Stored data
--------------------
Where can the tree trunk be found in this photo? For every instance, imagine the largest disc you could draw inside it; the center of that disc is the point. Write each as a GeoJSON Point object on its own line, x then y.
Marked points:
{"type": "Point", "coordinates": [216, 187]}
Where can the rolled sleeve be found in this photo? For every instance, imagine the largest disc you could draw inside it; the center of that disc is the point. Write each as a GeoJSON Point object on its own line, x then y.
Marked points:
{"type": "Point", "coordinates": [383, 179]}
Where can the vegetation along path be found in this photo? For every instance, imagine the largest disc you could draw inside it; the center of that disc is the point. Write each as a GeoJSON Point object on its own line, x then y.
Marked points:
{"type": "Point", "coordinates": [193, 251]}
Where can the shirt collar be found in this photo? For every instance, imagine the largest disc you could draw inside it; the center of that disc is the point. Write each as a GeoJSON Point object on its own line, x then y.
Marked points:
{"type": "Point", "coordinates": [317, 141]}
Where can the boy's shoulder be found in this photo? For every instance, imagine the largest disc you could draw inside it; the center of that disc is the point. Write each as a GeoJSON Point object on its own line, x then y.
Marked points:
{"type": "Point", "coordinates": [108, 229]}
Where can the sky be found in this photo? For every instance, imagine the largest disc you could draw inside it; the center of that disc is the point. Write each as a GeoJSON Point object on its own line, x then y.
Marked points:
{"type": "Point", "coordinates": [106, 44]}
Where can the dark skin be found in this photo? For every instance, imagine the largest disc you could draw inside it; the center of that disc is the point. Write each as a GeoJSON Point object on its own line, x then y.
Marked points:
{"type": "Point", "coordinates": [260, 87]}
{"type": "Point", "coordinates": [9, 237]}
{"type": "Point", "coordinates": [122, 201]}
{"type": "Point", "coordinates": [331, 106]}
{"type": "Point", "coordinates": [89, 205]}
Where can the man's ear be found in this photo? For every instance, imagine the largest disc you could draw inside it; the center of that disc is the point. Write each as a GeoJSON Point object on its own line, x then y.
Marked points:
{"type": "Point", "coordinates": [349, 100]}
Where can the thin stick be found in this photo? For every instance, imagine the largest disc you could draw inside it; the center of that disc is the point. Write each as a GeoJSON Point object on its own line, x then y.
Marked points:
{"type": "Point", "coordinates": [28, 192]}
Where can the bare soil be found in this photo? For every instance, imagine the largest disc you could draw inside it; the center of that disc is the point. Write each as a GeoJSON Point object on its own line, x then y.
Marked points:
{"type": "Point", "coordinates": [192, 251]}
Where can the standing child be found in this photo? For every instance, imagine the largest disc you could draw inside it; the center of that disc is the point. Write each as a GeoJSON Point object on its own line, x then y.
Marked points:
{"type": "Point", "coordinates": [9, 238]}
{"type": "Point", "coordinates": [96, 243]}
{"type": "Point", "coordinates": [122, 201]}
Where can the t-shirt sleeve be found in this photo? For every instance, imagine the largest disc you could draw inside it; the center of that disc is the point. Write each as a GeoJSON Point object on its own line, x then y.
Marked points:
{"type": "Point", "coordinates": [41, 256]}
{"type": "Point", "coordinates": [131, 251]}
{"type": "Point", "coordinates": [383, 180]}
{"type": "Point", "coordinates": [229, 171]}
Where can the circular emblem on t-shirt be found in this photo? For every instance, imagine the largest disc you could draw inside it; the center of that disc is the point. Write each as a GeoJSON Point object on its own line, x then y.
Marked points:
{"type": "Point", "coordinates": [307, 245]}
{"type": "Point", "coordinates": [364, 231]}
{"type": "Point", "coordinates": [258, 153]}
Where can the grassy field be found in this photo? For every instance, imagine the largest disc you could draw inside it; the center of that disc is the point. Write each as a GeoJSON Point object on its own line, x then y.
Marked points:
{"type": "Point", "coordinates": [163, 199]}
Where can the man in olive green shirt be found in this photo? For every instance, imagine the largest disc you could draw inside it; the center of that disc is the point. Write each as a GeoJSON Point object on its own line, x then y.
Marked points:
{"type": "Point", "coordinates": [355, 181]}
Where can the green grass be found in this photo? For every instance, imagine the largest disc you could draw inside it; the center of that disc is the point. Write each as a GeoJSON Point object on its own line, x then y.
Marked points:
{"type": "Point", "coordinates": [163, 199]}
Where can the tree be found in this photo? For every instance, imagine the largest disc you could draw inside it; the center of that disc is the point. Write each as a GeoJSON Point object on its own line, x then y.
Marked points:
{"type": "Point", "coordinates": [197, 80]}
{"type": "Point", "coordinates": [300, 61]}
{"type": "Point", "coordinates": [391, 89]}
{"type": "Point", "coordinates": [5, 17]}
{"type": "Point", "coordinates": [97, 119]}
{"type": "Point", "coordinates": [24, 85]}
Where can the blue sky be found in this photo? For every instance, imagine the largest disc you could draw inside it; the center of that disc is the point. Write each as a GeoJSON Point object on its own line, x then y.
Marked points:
--------------------
▶ _Challenge_
Print the entries exactly. Include every one.

▶ _Solution for this task_
Where can the tree trunk be found in this photo? For every instance, imagine the largest disc you could draw inside it; the center of that disc is the point. Write each as a GeoJSON Point object on its own line, x then y.
Marked points:
{"type": "Point", "coordinates": [216, 187]}
Where can the rolled sleeve be found in this photo? For every instance, imagine the largest disc you could draw inside it; the center of that disc is the point. Write each as a GeoJSON Point object on its own line, x then y.
Marked points:
{"type": "Point", "coordinates": [383, 179]}
Where can the vegetation along path be found in this photo? For every instance, imagine the largest disc you could draw inside it; the center of that disc is the point. Write each as a GeoJSON Point object on its own line, x then y.
Marked points:
{"type": "Point", "coordinates": [193, 251]}
Where can the shirt collar be found in this photo? For every instance, imagine the largest disc you could draw inside it; the center of that disc is the point. Write each as a GeoJSON Point object on its own line, x then y.
Marked points:
{"type": "Point", "coordinates": [317, 141]}
Where can the boy's shoulder be found in this photo? For every instance, imagine the largest disc you could draw inside it; the center of that disc is the point. Write each as a GeoJSON Point object on its own line, x then y.
Marked points:
{"type": "Point", "coordinates": [108, 229]}
Where can the sky be found in this photo? For every instance, imagine the largest disc you could draw inside it; the center of that disc is the point. Write each as a GeoJSON Point object on its own line, x then y.
Marked points:
{"type": "Point", "coordinates": [106, 44]}
Where can the dark skin be found in this photo? For every instance, imagine the largest disc you could draw inside it; the center of that disc is the point. Write each as a GeoJSON Point object on its own line, x then y.
Marked points:
{"type": "Point", "coordinates": [260, 87]}
{"type": "Point", "coordinates": [9, 237]}
{"type": "Point", "coordinates": [122, 201]}
{"type": "Point", "coordinates": [331, 106]}
{"type": "Point", "coordinates": [89, 205]}
Where can the man's ear be found in this photo? For every instance, imagine the largest disc you could draw inside it; the center of that disc is the point. Write each as a GeoJSON Point object on its own line, x then y.
Marked points:
{"type": "Point", "coordinates": [349, 100]}
Where can the thin stick be found in this photo? For every instance, imagine the largest disc you could draw inside it; the center of that disc is the point. Write each as a GeoJSON Point object on its own line, x then y.
Marked points:
{"type": "Point", "coordinates": [28, 192]}
Where can the bare soil be found in this photo? For every instance, imagine the largest disc you could draw inside it; the center of that disc is the point. Write each as a GeoJSON Point object on its own line, x then y.
Marked points:
{"type": "Point", "coordinates": [192, 251]}
Where can the standing child be found in this photo? For every instance, imagine the largest disc you could draw inside it; the center of that disc is the point. Write each as a GeoJSON Point object on its own line, x then y.
Marked points:
{"type": "Point", "coordinates": [9, 238]}
{"type": "Point", "coordinates": [96, 243]}
{"type": "Point", "coordinates": [122, 201]}
Where can the t-shirt sleeve be found in this photo? For every instance, imagine the largest disc you could draw inside it; the center of that disc is the point. Write each as a GeoJSON Point object on its own line, x then y.
Marked points:
{"type": "Point", "coordinates": [41, 256]}
{"type": "Point", "coordinates": [131, 251]}
{"type": "Point", "coordinates": [383, 180]}
{"type": "Point", "coordinates": [229, 171]}
Where can the circular emblem on t-shirt be found in this photo? For every instance, imagine the largest disc you could draw inside it; the center of that disc is the point. Write each as a GeoJSON Point object on its own line, x then y.
Marked points:
{"type": "Point", "coordinates": [307, 245]}
{"type": "Point", "coordinates": [364, 231]}
{"type": "Point", "coordinates": [258, 153]}
Where can the grassy field be found in this photo? For every instance, imagine the largest disc you could draw inside it; the center of that disc is the point. Write each as a GeoJSON Point object on its own line, x then y.
Marked points:
{"type": "Point", "coordinates": [163, 199]}
Where can the man in olive green shirt be found in this photo? For every instance, imagine the largest disc you could draw inside it; the center of that disc is the point. Write each as a GeoJSON Point object on its own line, x then y.
Marked points:
{"type": "Point", "coordinates": [355, 181]}
Where can the green grass be found in this photo? For every instance, imagine the largest disc you could draw inside it; the center of that disc is the point. Write each as a GeoJSON Point object on its own line, x then y.
Marked points:
{"type": "Point", "coordinates": [163, 199]}
Where can the tree be found in this photo? For every instance, imagine the largest disc you could draw inside it; the center of that disc is the point. Write each as a GeoJSON Point object on its own line, x then y.
Marked points:
{"type": "Point", "coordinates": [197, 80]}
{"type": "Point", "coordinates": [300, 61]}
{"type": "Point", "coordinates": [391, 89]}
{"type": "Point", "coordinates": [5, 17]}
{"type": "Point", "coordinates": [97, 119]}
{"type": "Point", "coordinates": [24, 85]}
Where can the blue sky be found in this photo? For every instance, imagine the largest disc you could draw inside it; the center of that disc is the point. Write each as a GeoJSON Point object on its own line, x then y.
Marked points:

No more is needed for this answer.